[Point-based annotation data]
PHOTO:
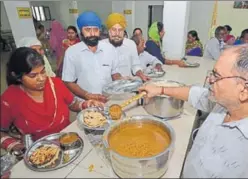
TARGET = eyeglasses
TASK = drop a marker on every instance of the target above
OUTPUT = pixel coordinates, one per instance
(34, 75)
(91, 29)
(215, 77)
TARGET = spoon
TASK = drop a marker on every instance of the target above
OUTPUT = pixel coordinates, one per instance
(115, 110)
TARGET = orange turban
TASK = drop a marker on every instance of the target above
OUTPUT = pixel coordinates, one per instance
(116, 18)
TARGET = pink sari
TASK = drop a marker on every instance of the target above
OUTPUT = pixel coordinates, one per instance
(57, 36)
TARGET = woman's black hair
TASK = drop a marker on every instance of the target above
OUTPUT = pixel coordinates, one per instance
(160, 26)
(228, 28)
(71, 27)
(21, 62)
(245, 31)
(194, 34)
(125, 33)
(137, 29)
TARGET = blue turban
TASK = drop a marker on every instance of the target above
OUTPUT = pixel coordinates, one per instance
(88, 18)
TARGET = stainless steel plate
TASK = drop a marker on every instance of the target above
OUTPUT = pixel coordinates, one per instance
(192, 65)
(104, 112)
(122, 86)
(155, 74)
(83, 126)
(66, 156)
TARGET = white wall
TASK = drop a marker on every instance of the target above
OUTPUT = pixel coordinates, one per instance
(4, 18)
(141, 14)
(20, 27)
(200, 18)
(236, 18)
(175, 28)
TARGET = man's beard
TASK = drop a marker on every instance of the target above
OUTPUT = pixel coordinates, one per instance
(116, 42)
(91, 41)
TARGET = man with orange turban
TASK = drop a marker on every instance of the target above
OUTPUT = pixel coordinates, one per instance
(129, 62)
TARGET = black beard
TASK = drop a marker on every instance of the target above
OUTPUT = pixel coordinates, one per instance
(116, 44)
(91, 41)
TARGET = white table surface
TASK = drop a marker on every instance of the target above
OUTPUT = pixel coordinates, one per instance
(94, 156)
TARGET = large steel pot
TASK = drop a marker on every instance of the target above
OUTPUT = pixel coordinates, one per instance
(164, 106)
(150, 167)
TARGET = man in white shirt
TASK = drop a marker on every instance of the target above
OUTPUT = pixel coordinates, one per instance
(90, 64)
(129, 63)
(146, 59)
(220, 149)
(215, 45)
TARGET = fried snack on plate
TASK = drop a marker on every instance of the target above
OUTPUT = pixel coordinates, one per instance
(94, 119)
(45, 155)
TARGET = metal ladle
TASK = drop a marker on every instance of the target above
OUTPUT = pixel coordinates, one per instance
(115, 110)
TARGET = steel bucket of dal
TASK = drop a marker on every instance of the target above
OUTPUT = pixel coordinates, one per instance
(151, 158)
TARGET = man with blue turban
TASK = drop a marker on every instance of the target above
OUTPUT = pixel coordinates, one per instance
(130, 64)
(90, 64)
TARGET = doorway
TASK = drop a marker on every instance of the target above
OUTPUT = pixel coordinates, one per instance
(155, 13)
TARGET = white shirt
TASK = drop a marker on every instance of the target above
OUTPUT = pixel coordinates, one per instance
(129, 62)
(91, 70)
(48, 67)
(212, 49)
(148, 59)
(220, 150)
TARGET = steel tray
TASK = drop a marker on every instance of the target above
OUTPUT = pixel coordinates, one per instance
(66, 157)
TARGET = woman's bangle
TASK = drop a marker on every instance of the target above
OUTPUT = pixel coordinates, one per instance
(84, 105)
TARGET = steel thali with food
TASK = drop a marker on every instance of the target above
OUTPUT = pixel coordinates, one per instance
(53, 152)
(122, 89)
(99, 118)
(153, 73)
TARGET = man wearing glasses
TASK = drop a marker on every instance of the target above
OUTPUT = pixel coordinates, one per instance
(215, 45)
(220, 149)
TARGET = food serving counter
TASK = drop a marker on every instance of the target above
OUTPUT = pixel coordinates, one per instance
(92, 162)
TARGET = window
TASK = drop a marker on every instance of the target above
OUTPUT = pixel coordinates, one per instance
(41, 13)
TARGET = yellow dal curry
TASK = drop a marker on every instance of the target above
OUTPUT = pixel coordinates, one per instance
(139, 140)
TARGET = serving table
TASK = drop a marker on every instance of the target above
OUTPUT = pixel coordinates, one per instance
(92, 163)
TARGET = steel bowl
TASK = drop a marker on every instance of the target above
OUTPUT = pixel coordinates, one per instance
(164, 106)
(121, 89)
(82, 124)
(70, 145)
(149, 167)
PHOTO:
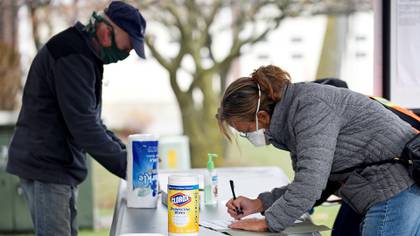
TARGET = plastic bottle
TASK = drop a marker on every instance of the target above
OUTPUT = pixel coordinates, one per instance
(210, 182)
(183, 205)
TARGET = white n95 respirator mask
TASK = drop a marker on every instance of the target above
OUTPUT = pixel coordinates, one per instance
(257, 137)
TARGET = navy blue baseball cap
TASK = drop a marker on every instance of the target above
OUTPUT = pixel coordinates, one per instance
(131, 21)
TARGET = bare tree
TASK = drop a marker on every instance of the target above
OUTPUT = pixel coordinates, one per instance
(191, 29)
(10, 82)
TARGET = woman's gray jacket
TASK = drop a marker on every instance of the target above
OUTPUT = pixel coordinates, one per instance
(328, 129)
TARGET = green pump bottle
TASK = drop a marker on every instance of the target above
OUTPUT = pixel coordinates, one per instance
(210, 182)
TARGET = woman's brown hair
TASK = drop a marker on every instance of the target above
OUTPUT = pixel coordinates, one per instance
(240, 98)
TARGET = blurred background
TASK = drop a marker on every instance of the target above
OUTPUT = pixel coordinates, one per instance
(195, 48)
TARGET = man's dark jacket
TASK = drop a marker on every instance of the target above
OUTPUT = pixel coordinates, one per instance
(60, 116)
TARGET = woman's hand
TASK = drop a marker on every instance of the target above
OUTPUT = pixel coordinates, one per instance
(257, 225)
(245, 206)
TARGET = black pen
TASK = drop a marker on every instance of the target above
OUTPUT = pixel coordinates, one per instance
(232, 187)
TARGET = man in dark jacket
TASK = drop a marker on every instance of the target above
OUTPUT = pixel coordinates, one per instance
(60, 118)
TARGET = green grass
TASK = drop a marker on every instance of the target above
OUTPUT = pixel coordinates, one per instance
(242, 153)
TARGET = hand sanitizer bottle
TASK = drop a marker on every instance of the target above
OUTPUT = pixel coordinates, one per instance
(210, 182)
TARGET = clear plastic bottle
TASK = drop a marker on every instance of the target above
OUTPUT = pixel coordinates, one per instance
(210, 182)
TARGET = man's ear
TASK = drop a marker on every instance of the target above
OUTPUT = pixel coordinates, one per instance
(103, 32)
(264, 119)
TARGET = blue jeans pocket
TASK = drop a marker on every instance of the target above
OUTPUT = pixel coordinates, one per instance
(358, 193)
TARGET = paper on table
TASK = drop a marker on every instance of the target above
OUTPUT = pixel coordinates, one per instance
(216, 224)
(224, 224)
(302, 225)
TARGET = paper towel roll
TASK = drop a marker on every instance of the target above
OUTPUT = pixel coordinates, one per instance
(142, 165)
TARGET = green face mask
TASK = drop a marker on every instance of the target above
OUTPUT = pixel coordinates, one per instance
(108, 54)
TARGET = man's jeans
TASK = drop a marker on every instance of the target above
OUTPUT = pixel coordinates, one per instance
(52, 206)
(399, 215)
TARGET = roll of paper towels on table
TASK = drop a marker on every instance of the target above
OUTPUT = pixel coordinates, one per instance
(142, 164)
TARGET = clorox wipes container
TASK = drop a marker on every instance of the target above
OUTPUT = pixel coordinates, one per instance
(183, 205)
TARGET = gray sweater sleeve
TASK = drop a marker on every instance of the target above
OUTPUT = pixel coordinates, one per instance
(316, 129)
(268, 198)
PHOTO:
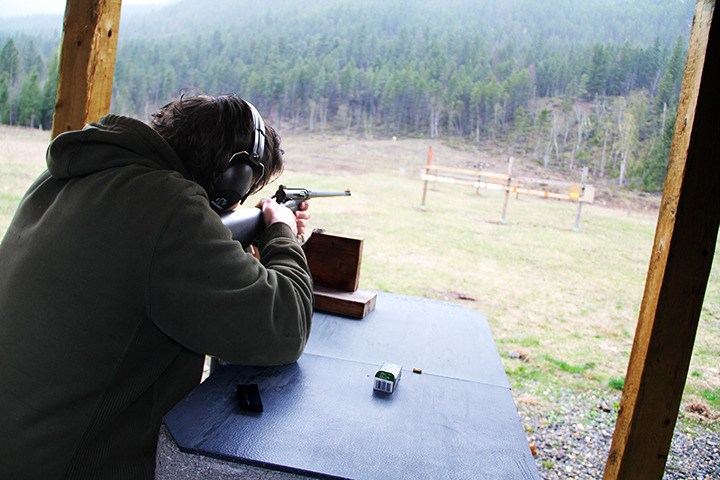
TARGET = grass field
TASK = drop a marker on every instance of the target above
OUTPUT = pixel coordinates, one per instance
(562, 304)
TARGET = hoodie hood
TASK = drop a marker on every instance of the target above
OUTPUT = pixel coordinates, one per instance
(113, 141)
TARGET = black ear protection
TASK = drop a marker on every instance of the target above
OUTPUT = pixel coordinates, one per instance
(236, 182)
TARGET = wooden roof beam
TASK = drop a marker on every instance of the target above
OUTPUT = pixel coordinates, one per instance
(87, 63)
(680, 265)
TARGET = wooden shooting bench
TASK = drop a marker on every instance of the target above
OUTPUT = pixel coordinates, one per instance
(454, 419)
(321, 415)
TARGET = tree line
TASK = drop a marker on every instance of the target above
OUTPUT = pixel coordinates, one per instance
(606, 105)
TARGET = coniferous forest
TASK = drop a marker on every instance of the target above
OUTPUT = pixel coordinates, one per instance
(567, 84)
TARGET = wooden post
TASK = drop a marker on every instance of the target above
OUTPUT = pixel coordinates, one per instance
(507, 191)
(583, 180)
(87, 63)
(428, 163)
(681, 260)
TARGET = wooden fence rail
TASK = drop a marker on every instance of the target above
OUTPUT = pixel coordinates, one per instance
(579, 192)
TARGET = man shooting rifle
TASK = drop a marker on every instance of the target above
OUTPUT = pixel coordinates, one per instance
(118, 277)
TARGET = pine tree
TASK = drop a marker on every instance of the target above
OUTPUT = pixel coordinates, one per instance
(5, 98)
(29, 103)
(10, 61)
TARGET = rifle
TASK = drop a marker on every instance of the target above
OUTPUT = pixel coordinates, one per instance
(246, 224)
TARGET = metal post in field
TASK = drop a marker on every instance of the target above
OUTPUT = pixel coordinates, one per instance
(507, 191)
(581, 199)
(428, 163)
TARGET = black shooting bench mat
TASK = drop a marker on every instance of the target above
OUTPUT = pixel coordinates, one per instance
(321, 417)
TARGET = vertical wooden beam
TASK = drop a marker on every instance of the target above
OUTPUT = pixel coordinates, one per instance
(679, 267)
(87, 63)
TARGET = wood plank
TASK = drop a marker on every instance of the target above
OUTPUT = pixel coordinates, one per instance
(334, 260)
(679, 268)
(87, 63)
(355, 304)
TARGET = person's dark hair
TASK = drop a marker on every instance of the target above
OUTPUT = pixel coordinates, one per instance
(205, 131)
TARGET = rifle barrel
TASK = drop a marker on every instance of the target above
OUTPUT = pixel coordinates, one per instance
(346, 193)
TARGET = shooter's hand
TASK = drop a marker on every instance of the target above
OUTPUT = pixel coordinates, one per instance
(302, 217)
(274, 212)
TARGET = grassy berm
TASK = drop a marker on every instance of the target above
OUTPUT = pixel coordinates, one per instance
(562, 303)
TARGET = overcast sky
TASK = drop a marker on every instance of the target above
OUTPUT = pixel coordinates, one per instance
(18, 8)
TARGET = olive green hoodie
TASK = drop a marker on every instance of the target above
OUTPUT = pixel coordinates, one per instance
(116, 277)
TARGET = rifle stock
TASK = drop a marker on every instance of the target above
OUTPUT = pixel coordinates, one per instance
(246, 224)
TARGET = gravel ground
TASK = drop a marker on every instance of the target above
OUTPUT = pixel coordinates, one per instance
(574, 440)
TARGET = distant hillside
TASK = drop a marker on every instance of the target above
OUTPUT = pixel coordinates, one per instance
(566, 83)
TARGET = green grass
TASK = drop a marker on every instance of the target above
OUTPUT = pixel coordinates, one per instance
(566, 367)
(712, 396)
(617, 383)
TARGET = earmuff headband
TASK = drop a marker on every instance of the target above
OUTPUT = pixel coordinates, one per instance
(236, 182)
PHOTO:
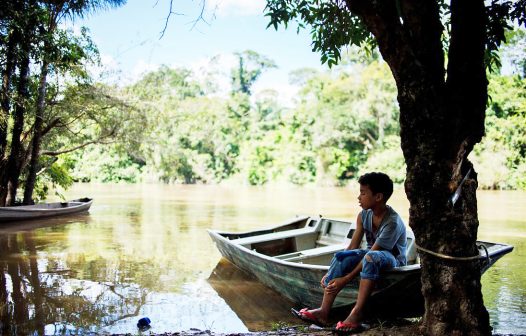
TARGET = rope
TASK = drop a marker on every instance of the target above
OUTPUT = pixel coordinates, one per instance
(447, 257)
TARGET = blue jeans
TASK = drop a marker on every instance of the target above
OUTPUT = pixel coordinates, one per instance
(345, 261)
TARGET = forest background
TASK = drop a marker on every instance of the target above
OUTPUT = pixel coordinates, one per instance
(176, 125)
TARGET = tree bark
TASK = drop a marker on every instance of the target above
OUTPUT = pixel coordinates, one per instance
(5, 105)
(441, 120)
(37, 134)
(16, 155)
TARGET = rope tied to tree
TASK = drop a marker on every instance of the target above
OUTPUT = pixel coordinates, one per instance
(453, 258)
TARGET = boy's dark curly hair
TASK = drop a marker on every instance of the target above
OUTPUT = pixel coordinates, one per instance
(378, 183)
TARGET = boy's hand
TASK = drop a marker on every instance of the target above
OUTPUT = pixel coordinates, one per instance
(322, 281)
(336, 285)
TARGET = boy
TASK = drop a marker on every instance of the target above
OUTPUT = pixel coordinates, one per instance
(386, 248)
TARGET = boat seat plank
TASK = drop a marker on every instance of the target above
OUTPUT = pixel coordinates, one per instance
(274, 236)
(300, 255)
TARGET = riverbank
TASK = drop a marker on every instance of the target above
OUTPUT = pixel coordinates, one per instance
(399, 327)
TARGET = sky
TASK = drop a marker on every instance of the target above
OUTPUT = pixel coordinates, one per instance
(130, 43)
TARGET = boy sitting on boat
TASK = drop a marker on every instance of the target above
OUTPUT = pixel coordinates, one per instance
(385, 234)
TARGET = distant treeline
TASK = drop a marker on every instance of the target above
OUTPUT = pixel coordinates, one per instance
(181, 129)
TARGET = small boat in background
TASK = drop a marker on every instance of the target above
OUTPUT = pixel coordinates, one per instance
(293, 257)
(44, 210)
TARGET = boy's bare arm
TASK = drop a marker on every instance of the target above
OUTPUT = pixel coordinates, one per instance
(357, 236)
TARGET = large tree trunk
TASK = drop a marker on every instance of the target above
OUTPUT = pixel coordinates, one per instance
(5, 105)
(16, 155)
(37, 135)
(441, 120)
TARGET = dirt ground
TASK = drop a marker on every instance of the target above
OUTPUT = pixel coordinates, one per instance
(394, 328)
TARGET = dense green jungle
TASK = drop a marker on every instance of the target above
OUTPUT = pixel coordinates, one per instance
(178, 125)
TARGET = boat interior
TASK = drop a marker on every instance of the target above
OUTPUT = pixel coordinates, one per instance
(307, 240)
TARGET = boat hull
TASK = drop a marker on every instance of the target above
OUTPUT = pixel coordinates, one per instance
(260, 254)
(38, 211)
(301, 282)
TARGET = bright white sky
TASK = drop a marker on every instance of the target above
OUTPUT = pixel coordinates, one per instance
(128, 38)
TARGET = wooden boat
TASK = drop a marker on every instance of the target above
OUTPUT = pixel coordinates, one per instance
(292, 258)
(44, 210)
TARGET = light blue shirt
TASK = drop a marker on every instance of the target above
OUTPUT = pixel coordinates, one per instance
(391, 235)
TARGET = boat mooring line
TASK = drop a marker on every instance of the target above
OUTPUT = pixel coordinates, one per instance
(448, 257)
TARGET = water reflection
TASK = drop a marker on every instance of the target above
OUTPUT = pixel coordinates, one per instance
(144, 251)
(42, 294)
(254, 303)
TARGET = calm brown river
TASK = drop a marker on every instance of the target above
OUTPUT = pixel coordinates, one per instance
(143, 250)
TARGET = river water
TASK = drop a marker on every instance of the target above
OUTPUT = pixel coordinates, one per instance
(143, 250)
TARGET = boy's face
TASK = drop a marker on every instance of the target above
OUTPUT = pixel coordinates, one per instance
(367, 199)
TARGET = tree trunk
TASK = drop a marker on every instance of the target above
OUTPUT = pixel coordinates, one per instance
(16, 155)
(441, 120)
(5, 105)
(37, 134)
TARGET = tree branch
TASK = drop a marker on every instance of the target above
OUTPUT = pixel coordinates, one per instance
(170, 12)
(69, 150)
(466, 73)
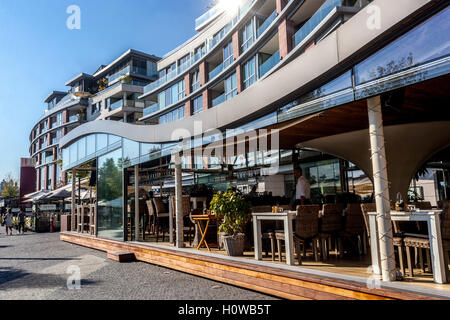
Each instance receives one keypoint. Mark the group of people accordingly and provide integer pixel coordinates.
(8, 222)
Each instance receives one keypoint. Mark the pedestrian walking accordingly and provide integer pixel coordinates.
(21, 221)
(8, 221)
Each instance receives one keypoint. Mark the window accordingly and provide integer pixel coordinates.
(250, 72)
(185, 59)
(197, 105)
(230, 87)
(172, 116)
(195, 80)
(172, 95)
(228, 54)
(248, 35)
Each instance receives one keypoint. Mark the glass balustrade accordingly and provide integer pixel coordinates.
(269, 64)
(151, 109)
(218, 100)
(267, 23)
(116, 105)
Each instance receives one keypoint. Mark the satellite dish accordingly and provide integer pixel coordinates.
(82, 94)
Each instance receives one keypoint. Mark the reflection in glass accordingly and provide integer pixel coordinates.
(102, 141)
(109, 196)
(427, 42)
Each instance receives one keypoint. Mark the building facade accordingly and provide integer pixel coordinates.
(108, 94)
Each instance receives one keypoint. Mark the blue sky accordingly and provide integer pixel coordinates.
(38, 53)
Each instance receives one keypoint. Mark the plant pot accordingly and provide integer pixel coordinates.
(234, 245)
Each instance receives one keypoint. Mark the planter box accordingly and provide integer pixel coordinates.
(66, 223)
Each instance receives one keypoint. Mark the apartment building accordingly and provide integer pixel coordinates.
(110, 93)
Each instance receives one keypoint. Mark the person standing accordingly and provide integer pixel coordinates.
(8, 221)
(302, 190)
(21, 221)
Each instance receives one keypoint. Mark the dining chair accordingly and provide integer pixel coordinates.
(306, 231)
(422, 243)
(397, 239)
(267, 230)
(331, 226)
(162, 218)
(354, 229)
(188, 226)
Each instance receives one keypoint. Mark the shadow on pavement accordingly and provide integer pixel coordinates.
(17, 279)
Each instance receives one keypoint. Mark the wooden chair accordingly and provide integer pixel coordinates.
(162, 218)
(353, 229)
(188, 226)
(424, 243)
(331, 226)
(267, 230)
(152, 215)
(83, 219)
(306, 230)
(397, 240)
(92, 219)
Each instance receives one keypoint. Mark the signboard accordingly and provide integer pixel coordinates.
(47, 207)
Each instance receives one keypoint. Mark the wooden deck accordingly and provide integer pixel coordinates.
(280, 280)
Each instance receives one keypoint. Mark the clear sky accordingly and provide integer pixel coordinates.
(38, 53)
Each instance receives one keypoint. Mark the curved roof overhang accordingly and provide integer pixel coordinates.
(279, 88)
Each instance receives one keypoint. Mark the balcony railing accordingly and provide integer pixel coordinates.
(211, 45)
(151, 109)
(319, 16)
(216, 71)
(266, 23)
(218, 100)
(117, 75)
(269, 64)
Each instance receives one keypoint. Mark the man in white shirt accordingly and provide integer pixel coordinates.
(302, 190)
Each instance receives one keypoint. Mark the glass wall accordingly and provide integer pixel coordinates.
(425, 43)
(109, 196)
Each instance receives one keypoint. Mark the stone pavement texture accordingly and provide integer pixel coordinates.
(35, 266)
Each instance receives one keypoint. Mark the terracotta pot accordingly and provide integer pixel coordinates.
(234, 245)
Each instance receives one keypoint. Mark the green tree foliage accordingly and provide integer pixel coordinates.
(10, 188)
(234, 210)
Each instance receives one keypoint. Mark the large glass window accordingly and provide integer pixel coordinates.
(109, 196)
(230, 87)
(228, 54)
(195, 80)
(248, 35)
(424, 43)
(197, 105)
(250, 72)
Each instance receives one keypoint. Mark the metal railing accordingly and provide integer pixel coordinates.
(269, 64)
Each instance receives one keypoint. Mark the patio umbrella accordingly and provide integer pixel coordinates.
(59, 195)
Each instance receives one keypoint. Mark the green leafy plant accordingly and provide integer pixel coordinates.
(233, 209)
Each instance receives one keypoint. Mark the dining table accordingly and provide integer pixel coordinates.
(432, 217)
(286, 217)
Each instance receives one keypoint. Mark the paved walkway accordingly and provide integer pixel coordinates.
(38, 266)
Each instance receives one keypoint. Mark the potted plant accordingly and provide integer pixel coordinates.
(234, 211)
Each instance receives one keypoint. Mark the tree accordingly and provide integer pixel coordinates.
(10, 188)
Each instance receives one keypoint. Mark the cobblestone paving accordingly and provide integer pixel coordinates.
(35, 266)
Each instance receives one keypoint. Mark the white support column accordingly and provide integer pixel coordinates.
(381, 183)
(136, 203)
(179, 202)
(73, 220)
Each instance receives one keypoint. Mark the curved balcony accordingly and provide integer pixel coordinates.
(212, 45)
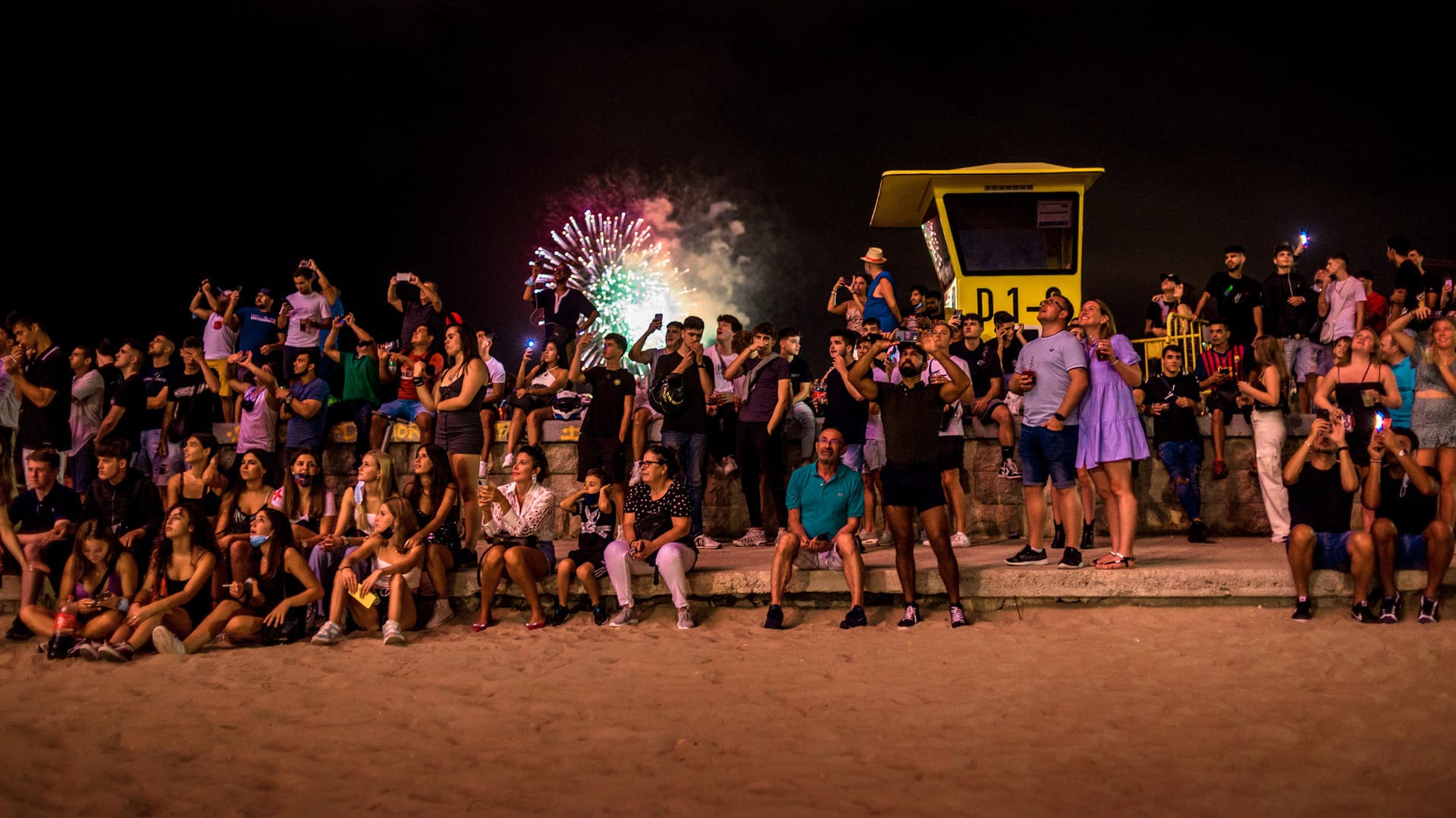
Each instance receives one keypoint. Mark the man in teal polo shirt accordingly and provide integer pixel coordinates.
(826, 503)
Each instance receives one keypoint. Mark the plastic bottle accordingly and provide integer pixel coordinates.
(65, 636)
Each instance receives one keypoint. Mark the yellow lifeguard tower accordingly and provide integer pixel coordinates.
(999, 235)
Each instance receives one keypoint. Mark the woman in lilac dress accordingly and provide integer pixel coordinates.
(1112, 434)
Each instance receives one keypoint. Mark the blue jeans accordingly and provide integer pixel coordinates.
(1184, 460)
(690, 450)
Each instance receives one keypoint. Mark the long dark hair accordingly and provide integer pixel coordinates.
(440, 477)
(201, 534)
(293, 495)
(278, 544)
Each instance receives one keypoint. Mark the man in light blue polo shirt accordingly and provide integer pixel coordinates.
(826, 503)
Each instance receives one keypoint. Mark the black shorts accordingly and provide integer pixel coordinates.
(950, 453)
(606, 453)
(918, 485)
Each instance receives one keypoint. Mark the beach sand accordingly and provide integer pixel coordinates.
(1101, 709)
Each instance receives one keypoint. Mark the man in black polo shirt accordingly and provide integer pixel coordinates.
(1321, 479)
(604, 430)
(1408, 533)
(910, 412)
(1172, 398)
(44, 520)
(41, 373)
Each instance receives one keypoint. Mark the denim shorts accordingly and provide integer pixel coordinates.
(1331, 550)
(1047, 453)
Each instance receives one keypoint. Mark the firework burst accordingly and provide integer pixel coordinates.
(626, 274)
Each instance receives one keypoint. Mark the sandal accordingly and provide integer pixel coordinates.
(1114, 561)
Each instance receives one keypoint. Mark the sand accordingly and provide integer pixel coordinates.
(1113, 709)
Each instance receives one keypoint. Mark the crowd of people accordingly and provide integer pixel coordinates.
(148, 539)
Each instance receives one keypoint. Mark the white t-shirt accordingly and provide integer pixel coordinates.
(312, 306)
(1343, 297)
(87, 404)
(219, 340)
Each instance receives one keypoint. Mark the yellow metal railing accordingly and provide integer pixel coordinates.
(1184, 332)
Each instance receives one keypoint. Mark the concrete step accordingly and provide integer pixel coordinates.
(1169, 571)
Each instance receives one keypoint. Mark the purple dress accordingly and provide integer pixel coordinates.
(1110, 426)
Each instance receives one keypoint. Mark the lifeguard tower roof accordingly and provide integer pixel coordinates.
(905, 195)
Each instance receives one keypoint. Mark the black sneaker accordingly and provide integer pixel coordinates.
(1071, 560)
(1302, 610)
(1059, 537)
(1429, 612)
(1028, 556)
(17, 632)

● **Exercise directions**
Take every line from the one containing "Each instance receives one keypoint. Mark the denim" to the end of the listing and output it exactly, with nothing else.

● **Written solution**
Each instance receives one keypoint. Mark the denim shorts accordingly and provide integer pixel coordinates.
(1331, 550)
(1047, 453)
Each instance receives one keypoint. Mark the firework burst accordingly and provide integer pixel coordinates.
(626, 274)
Each instance receives one keypoint. Mark the sandal accordingly and provide integer pixel coordinates.
(1114, 561)
Each instance receives one keypoint. Mark the sand accordingly and provide integer pixel coordinates.
(1113, 709)
Each instance receives one keypoint. Mark the crowd of people accordingly and provide integer pixel coordinates.
(148, 539)
Each instance receives one keypoint. Mark the white t-shirt accordingly and provide integer pixel coordinates.
(312, 306)
(1343, 297)
(87, 404)
(219, 340)
Each instance receives one keypoint. Mark the yellow metal railing accordingly and provide integer pixel coordinates.
(1184, 332)
Each instance receives one keypoint. Mark the concrete step accordingly and provide integer pixel coordinates.
(1169, 571)
Each instance receives one keypoint. Mark the purple dress accordingly and provide integer pixel coordinates.
(1110, 426)
Each instance receives one keypoint. Mark the lifeguard tower roof accordingly and provide integer pixel coordinates.
(905, 195)
Each instance receives one keypoint. Mark the black sneaker accordingly and provide integer pixel coordinates.
(1071, 560)
(1302, 610)
(1059, 537)
(1429, 612)
(1028, 556)
(17, 632)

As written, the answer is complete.